Print, without changes, the lines of the listing from the one containing "locate: wind turbine | one point per instance" through the last line of the listing, with both ends included.

▶ _Extracted information_
═══

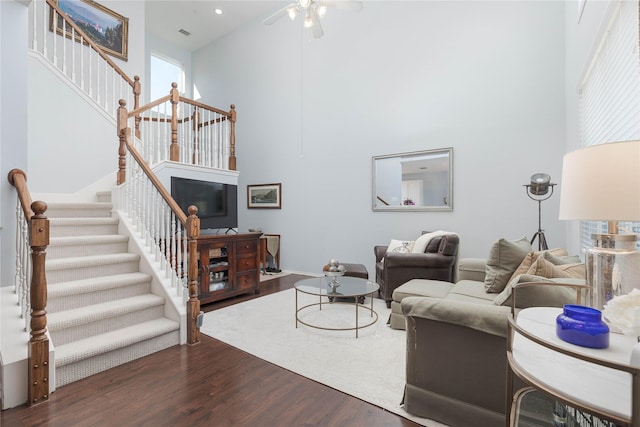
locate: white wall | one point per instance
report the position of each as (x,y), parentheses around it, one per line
(66,151)
(486,78)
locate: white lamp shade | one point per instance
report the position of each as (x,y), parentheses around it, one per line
(601,183)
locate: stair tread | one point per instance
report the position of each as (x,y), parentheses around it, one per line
(89,239)
(92,346)
(91,260)
(79,205)
(105,310)
(83,221)
(75,287)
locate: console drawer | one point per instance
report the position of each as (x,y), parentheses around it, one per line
(245,264)
(244,247)
(246,281)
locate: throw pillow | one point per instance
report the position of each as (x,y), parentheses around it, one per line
(421,242)
(559,259)
(396,244)
(541,295)
(553,254)
(504,257)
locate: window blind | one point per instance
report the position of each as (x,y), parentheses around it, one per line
(610,93)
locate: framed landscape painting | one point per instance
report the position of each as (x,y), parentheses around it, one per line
(103,26)
(264,196)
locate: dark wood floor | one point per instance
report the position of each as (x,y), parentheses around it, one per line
(210,384)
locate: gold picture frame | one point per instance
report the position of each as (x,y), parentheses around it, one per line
(104,27)
(264,196)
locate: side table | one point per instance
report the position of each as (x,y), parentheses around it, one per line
(597,381)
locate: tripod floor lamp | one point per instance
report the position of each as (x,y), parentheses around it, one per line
(540,189)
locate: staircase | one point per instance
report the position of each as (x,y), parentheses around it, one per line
(101,311)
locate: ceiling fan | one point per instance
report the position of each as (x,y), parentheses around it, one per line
(312,11)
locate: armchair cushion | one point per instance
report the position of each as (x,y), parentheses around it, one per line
(504,258)
(437,262)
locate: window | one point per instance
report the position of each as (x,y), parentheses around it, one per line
(610,94)
(164,72)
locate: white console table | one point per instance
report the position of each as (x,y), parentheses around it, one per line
(597,381)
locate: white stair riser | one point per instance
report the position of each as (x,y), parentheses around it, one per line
(67,275)
(82,229)
(104,196)
(102,362)
(70,302)
(71,211)
(101,326)
(66,251)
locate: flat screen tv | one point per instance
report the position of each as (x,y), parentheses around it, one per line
(217,203)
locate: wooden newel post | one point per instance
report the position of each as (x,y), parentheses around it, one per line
(137,89)
(122,152)
(232,139)
(174,150)
(38,343)
(193,304)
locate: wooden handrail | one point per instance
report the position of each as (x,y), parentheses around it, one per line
(18,179)
(147,107)
(207,107)
(38,347)
(166,196)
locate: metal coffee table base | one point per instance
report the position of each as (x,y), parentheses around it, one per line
(356,304)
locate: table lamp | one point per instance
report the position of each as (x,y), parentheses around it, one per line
(602,183)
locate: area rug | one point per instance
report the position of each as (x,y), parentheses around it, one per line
(370,367)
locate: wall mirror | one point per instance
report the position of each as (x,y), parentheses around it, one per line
(416,181)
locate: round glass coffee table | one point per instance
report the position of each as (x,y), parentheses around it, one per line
(349,290)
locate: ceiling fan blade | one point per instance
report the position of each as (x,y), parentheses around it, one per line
(350,5)
(279,14)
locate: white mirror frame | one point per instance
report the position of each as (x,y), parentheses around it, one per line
(426,176)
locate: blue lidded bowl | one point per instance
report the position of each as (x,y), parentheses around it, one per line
(582,326)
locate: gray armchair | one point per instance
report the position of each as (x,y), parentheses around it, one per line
(436,263)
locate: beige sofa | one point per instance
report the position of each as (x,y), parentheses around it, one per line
(456,338)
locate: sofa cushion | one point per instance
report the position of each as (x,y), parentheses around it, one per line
(542,267)
(471,269)
(504,258)
(539,296)
(470,290)
(422,287)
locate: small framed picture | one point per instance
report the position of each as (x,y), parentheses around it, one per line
(264,196)
(103,26)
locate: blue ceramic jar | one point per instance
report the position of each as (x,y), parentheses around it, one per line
(582,326)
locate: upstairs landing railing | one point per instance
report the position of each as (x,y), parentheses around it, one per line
(32,239)
(68,49)
(182,130)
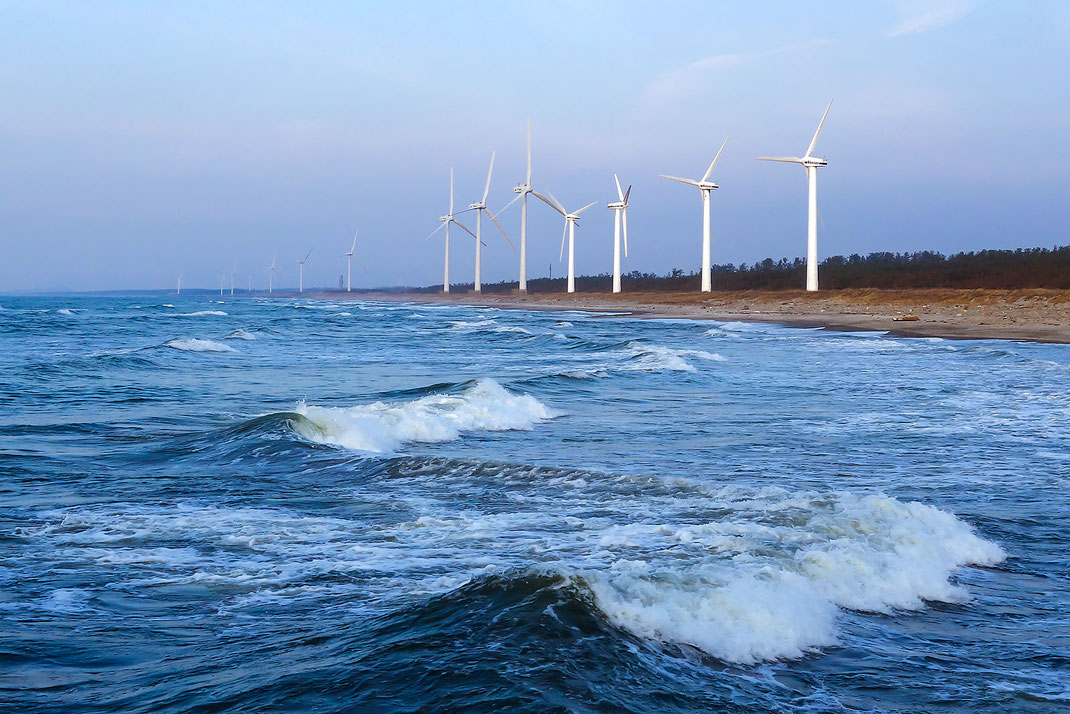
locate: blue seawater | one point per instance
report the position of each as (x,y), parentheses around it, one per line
(250,504)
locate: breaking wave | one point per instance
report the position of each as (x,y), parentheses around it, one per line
(382,427)
(195,345)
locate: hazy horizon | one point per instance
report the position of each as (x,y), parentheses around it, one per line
(142,141)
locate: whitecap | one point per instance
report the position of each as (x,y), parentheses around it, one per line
(195,345)
(381,427)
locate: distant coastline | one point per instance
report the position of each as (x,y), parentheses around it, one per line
(1027,315)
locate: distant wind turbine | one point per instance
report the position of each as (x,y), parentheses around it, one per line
(570,219)
(479,208)
(349,264)
(811,164)
(446,219)
(704,186)
(301,271)
(620,209)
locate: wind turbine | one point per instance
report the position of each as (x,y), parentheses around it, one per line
(522,192)
(349,264)
(479,208)
(301,271)
(705,186)
(620,209)
(570,219)
(811,164)
(446,219)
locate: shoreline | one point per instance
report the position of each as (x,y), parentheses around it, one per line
(1035,315)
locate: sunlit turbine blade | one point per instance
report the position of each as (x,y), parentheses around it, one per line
(486,188)
(676,178)
(786,160)
(429,236)
(529,181)
(813,143)
(458,223)
(561,208)
(713,163)
(547,201)
(500,228)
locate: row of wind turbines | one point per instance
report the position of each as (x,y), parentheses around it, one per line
(620,208)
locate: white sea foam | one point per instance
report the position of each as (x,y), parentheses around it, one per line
(655,358)
(200,314)
(383,427)
(195,345)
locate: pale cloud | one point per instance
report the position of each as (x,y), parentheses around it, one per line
(678,84)
(925,16)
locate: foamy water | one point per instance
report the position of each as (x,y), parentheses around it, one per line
(454,507)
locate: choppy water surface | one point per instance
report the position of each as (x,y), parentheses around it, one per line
(333,506)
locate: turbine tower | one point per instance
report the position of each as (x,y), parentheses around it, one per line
(349,264)
(705,186)
(570,219)
(446,219)
(620,209)
(811,164)
(479,208)
(301,271)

═══

▶ _Exercise response_
locate: wind turbine | one point per instance
report the position of each as (x,y), parentheses around it, one per line
(522,192)
(349,264)
(479,208)
(301,271)
(705,186)
(620,209)
(570,219)
(811,164)
(446,219)
locate: shoreline | one point per instance
report the position of each as (x,y), parentheses around it, one per line
(1035,315)
locate: sunlit turbine blade | one point per instance
report the position of each as (x,y), parentheses around it, one per line
(486,188)
(676,178)
(786,160)
(429,236)
(529,181)
(813,143)
(458,223)
(561,208)
(713,163)
(547,201)
(500,228)
locate: row of wind turbines | one point per instance
report the position of each as (x,y), parentheses around it, one per line
(620,208)
locate: white sea foam | one point per instance
report the position of each as (x,y), parentheses around it, one per line
(655,358)
(200,314)
(383,427)
(195,345)
locate: pale cloud | one point per instance
report the position of each as (x,y), parentheses around it, one per line
(678,84)
(925,16)
locate: foamy water | one point per instance
report the position of each as (x,y), parentheses around it, one per line
(454,507)
locate: choppy water surface | one point per instance
report the position of each as (x,y), parentheses around it, one per line
(333,506)
locate: turbine tower | one point per instance
report the position of each as (x,y), parentheses around it, one per line
(349,264)
(705,186)
(570,219)
(446,219)
(620,209)
(811,164)
(479,208)
(301,271)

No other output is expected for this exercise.